# Aim of the task
In the lines running from the one that contains "Provide the mask of every instance of the yellow road" through the one that contains "Target: yellow road line", inclusive, change "yellow road line" to "yellow lane marking". Give back only those lines, with nothing else altered.
%%
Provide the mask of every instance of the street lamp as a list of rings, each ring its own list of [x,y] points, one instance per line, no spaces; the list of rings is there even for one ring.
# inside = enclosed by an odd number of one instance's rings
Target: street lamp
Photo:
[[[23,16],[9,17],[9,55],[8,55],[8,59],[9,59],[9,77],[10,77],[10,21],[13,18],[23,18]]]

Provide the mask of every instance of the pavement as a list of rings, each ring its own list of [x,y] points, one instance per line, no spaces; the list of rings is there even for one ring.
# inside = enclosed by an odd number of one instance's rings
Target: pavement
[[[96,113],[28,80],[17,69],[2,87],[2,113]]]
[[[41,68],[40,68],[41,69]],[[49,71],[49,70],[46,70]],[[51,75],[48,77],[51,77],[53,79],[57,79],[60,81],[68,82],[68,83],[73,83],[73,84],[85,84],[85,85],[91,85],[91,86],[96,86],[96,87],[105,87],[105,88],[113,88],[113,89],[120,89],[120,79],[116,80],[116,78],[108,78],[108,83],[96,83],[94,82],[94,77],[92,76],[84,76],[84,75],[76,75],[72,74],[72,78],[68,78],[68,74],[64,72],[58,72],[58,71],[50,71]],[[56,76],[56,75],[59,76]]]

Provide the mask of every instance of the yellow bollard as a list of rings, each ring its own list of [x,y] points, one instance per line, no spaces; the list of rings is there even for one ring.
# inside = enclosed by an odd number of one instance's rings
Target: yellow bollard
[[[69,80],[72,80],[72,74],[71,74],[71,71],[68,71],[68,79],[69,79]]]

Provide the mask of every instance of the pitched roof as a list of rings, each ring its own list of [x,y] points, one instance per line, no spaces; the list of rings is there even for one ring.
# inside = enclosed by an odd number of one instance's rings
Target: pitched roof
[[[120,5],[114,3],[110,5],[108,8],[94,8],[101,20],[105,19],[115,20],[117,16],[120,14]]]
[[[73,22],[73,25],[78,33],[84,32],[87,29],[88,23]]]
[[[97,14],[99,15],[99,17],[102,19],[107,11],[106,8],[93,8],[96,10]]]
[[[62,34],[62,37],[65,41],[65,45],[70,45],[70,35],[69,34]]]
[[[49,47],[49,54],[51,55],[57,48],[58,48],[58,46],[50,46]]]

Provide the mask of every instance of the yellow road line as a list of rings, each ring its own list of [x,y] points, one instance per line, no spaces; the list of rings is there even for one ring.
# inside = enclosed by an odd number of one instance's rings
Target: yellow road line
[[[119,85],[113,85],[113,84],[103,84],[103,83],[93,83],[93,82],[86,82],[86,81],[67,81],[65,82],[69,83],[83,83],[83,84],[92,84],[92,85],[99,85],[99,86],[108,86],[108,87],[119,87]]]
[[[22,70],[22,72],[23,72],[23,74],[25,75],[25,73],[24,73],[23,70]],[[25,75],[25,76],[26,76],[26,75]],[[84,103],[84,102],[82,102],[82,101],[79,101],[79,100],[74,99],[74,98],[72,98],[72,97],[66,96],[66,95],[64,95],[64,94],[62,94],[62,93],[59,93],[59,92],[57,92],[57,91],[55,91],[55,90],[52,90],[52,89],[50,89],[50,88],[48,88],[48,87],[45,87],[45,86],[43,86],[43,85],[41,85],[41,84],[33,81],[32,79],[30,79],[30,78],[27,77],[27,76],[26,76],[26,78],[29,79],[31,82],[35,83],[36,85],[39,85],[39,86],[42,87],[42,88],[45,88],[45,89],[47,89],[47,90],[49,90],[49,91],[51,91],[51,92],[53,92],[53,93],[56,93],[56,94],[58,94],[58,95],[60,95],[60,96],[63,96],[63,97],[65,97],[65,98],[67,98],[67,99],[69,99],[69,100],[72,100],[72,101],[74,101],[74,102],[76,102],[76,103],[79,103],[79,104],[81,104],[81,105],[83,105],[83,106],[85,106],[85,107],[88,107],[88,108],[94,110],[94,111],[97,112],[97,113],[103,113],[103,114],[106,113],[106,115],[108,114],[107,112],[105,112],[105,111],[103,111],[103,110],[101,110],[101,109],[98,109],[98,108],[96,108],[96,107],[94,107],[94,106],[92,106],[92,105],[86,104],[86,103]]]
%%
# Solution for this task
Provide the mask of every instance of the yellow lane marking as a list of rings, each ring its own list of [x,y] points, one instance per line, no spaces; the list of rings is there even for one ring.
# inside = enclosed by an odd number of one instance's rings
Target: yellow lane marking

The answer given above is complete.